TASKS TO COMPLETE:
a) For each of the three statements below, decide whether it agrees with the abundance passage. Answer yes or no and quote the words of the passage that settle it: (i) On day two, the writer found a gift card worth $12.23 in a parking lot. (ii) The writer says the first of the listed ways to bring artha into one's life is the one that fits today. (iii) The writer was hired for a new project on day two.
b) Resume the abundance passage below, starting right after its final sentence, and carry it forward in the same voice.

DOCUMENT EXTRACT:
I choose to expand my consciousness and open my heart to Divine Love’s flow within me. Realizing my own Divine Presence, I know God as the Source and Fulfillment of all my good.
Yesterday, day one of “Journey of Abundance”, I was hired for a new project; today, day two of “Journey of Abundance”, I found a gift card in a parking lot worth $12.23. I think I am off to a good start.
I mentioned in the Why that I am working on abundance from a standpoint of artha, which is “ultimately, the pursuit of activities and means necessary for a joyous and pleasurable life” (see the Chopra webpage). According to Deepak, the Vedanta says, ways to bring artha into your life are:
Discover a way so money runs after you and not vice versa.
Do work that is compatible to your nature and capabilities.
Do work that serves society.
Do work you really love.
Trust in the infinite organizing power of the Universe.
It’s that last one which fits for me today, and corresponds with the Guiding Thought, “I know God as the Source and Fulfillment of all my good.”
The more I trust God, the more I am able to know God as the Source and Fulfillment of all my good.
The first step, however is that trust thing.

MATERIAL PROVIDED:
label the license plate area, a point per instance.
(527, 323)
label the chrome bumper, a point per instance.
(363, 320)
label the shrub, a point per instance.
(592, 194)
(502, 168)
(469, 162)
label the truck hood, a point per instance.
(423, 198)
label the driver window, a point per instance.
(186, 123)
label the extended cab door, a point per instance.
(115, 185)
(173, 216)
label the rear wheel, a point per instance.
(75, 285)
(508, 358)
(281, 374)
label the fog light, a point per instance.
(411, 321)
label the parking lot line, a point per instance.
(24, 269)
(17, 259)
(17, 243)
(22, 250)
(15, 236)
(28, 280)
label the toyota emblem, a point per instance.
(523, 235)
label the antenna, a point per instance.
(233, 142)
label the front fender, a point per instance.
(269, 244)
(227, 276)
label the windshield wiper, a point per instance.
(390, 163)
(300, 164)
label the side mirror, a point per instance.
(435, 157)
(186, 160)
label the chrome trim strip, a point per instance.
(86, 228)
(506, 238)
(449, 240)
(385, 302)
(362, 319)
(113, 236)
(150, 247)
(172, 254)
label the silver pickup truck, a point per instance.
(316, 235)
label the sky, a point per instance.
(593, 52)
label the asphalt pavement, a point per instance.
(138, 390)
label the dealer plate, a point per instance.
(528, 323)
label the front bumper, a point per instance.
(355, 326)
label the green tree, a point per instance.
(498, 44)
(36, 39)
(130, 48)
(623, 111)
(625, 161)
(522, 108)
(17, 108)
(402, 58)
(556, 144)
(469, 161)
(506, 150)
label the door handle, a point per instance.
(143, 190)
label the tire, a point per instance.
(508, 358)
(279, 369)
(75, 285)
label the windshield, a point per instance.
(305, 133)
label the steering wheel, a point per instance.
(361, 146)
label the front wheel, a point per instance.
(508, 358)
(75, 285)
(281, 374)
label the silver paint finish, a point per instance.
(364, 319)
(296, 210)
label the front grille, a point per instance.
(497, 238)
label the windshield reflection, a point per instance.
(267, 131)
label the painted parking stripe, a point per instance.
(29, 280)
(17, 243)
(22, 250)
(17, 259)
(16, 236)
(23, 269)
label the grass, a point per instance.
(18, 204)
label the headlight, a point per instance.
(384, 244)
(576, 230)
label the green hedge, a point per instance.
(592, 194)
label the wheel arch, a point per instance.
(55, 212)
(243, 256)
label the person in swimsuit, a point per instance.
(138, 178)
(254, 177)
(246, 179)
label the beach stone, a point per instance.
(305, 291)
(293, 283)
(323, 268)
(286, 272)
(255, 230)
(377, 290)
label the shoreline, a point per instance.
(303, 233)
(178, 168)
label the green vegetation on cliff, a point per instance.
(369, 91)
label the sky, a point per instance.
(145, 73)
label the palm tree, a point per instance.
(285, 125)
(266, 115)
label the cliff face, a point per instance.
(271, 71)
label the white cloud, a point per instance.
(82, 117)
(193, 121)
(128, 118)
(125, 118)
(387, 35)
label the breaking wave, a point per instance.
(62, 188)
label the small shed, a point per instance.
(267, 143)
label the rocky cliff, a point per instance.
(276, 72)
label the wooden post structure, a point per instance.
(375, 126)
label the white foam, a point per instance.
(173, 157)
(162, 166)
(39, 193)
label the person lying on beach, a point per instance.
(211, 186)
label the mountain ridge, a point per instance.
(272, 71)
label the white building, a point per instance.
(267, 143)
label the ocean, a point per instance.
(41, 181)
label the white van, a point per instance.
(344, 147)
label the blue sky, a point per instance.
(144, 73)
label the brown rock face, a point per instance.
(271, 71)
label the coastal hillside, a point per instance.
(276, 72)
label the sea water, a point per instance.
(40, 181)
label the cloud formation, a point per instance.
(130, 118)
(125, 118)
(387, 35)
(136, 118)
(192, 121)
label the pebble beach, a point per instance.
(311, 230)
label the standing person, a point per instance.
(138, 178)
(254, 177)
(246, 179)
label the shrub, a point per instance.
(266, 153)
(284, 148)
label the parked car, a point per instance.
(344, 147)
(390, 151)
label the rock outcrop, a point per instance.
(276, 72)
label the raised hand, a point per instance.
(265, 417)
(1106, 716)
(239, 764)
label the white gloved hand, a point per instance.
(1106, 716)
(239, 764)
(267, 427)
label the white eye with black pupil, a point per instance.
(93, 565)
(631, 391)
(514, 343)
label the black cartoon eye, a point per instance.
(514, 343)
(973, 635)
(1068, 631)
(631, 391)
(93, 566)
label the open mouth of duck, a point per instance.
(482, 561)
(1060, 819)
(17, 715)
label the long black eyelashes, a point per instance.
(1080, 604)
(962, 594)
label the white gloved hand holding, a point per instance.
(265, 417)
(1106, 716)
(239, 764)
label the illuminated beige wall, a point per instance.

REPLIES:
a)
(i) Yes: "today, day two of “Journey of Abundance”, I found a gift card in a parking lot worth $12.23"
(ii) No: "It’s that last one which fits for me today"
(iii) No: "Yesterday, day one of “Journey of Abundance”, I was hired for a new project"

b)
I’ve been working on that for a long time, also known as surrender, faith, Willing with the Divine…however a person approaches it, the bottom line is that we, small humans who think we know everything, must align ourselves with the Universe/the Divine/All that IS. We do not know anything of ourselves. We just think we do, but because we think we do, we don’t want to listen or surrender to something we can’t even see or define.
But this is why it’s called faith.
Faith is taking a step when you have no idea what supports you, but know that something does.
All it takes is small steps. And when you take that step and don’t fall, faith is strengthened, and the next step can be bigger.
I do not know currently how big my steps of faith are, but I do know that with every step, I am aware of keeping the faith. I’ve been practicing this for a while. I’ve had a lot of ups and downs; I still feel sometimes like God has forgotten me. But I’ve taken enough steps without falling, and with real evidence that I am supported by something (because things work out so much better than I would ever be able to make them work out, if I were doing it on my own), that I am happy to keep my faith.
Plus, I was hired for a project yesterday, and I found a gift card today. What is that if not evidence that God is looking out for me, giving little breadcrumbs of assurance on this Journey of Abundance.
Love to you, beautiful person. Peace and prosperity on this Journey.
I go deep within my inner stillness, and feel Divine Mind’s presence within me. I hold out my empty hands, symbolic of leaving preconceptions behind, symbolic of seeking True answers, and I ask, “What is the essence of healing?” These words resonate within me, as though in a vast cavern. The word essence reverberates with these thoughts, “For what do I care most deeply?”; “What is my own essence?”; “What is my Truth?”; “Where is my deepest hurt, my pain, my sorrow, that all may be healed?”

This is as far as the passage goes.